● **À PRODUIRE**
Indiquez, s'il vous plaît, la date de l'audience publique mentionnée dans le document.

● **DOCUMENT**
_____
Les demandeurs invoquent, à l'appui de leur pourvoi, les deux moyens de cassation annexés au présent arrêt.
Le dossier a été communiqué au procureur général.
Sur le rapport de M. Bruyère, conseiller, les observations de la SCP Richard, avocat de Mmes [H] et [F] et de M. [F], de la SARL Boré, Salve de Bruneton et Mégret, avocat de la société caisse de Crédit mutuel de Roscoff, et l'avis de Mme Cazaux-Charles , avocat général, après débats en l'audience publique du 22 novembre 2022 où étaient présents M. Chauvin, président, M. Bruyère, conseiller rapporteur, Mme Guihal, conseiller doyen, et Mme Vignes, greffier de chambre,
la première chambre civile de la Cour de cassation, composée des président et conseillers précités, après en avoir délibéré conformément à la loi, a rendu le présent arrêt.
Faits et procédure
1. Selon l'arrêt attaqué (Rennes, 23 avril 2021), suivant acte du 28 décembre 2004, la caisse de Crédit mutuel de Roscoff (la banque) a consenti un prêt immobilier à [N] [F], qui est décédé le [Date décès 2] 2013, en laissant en qualité d'héritiers son épouse, Mme [F], et ses deux enfants, [X] et [Y] (les consorts [F]).
2. La banque, après avoir déclaré sa créance auprès du notaire chargé de la succession, a assigné les consorts [F] en paiement.
_____
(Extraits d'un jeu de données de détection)
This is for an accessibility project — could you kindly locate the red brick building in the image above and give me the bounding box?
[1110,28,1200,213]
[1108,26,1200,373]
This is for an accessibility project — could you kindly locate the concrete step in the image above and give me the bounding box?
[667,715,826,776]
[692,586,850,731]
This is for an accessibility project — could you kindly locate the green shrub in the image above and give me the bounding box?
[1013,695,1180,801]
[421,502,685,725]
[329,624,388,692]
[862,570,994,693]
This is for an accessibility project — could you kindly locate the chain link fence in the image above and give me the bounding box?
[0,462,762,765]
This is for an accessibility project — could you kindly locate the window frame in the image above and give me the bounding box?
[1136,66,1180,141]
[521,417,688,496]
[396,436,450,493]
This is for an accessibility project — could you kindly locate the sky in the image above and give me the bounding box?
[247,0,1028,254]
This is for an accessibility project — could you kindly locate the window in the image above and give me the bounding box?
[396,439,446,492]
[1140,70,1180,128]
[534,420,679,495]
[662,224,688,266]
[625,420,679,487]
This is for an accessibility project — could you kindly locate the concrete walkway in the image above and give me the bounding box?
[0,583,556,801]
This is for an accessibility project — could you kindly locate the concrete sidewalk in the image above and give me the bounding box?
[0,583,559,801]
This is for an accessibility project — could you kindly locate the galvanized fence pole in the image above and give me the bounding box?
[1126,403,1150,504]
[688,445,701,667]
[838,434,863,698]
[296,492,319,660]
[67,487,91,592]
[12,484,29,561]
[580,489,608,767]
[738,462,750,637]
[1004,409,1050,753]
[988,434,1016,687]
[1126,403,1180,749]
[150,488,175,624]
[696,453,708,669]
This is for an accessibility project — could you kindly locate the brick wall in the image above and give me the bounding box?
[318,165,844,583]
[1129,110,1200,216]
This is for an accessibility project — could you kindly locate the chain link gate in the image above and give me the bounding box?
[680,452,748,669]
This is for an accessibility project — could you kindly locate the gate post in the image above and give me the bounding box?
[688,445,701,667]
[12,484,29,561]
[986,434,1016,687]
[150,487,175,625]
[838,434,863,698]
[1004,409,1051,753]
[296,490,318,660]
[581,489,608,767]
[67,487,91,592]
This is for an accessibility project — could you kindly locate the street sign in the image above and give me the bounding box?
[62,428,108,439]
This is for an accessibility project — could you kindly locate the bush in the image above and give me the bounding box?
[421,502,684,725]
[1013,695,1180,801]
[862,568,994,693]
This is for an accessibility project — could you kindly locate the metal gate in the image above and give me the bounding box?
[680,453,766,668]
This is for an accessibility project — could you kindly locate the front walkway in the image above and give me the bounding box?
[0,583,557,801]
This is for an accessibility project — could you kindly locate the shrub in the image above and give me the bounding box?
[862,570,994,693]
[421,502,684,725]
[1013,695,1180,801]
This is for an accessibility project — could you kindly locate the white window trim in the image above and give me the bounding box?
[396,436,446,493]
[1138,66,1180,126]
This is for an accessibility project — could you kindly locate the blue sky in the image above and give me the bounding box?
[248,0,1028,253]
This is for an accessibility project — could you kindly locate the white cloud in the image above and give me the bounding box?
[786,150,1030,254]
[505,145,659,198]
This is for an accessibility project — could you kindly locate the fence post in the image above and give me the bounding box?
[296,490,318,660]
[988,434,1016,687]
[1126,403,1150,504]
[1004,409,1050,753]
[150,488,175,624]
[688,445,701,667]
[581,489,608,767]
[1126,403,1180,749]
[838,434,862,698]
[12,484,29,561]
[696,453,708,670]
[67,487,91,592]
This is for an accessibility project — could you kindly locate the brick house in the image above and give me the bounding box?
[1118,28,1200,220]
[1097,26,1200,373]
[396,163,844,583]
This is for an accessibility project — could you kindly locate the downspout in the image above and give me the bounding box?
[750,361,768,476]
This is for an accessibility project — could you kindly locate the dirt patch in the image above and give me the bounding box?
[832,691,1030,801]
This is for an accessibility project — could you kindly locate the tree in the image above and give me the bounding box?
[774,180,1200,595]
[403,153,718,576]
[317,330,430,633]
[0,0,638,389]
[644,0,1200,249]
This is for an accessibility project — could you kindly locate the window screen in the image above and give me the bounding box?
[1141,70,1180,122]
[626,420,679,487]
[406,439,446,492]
_____
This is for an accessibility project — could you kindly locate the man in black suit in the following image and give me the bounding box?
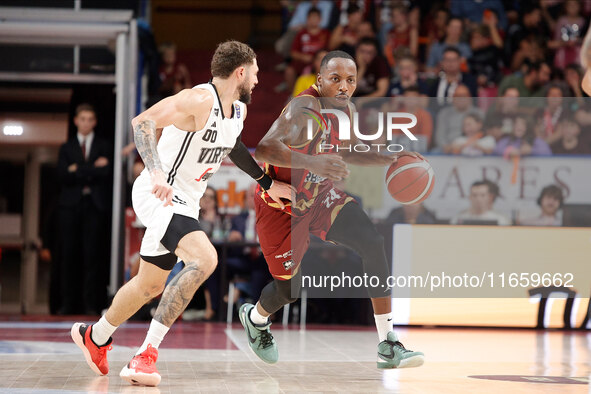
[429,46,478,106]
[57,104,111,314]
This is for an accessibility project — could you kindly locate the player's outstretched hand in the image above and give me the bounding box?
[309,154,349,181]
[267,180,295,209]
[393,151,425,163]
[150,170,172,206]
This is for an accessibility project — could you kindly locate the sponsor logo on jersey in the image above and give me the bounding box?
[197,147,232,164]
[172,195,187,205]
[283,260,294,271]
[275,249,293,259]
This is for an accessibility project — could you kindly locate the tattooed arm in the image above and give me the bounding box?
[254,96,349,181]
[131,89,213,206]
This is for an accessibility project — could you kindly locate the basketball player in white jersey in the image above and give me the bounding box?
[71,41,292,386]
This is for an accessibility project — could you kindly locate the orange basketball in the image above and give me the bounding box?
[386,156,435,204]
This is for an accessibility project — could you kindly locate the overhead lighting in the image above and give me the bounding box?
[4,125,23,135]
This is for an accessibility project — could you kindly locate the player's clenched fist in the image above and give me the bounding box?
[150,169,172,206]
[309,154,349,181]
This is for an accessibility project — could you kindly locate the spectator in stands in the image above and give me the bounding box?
_____
● **RÉPONSE ATTENDUE**
Le 22 novembre 2022.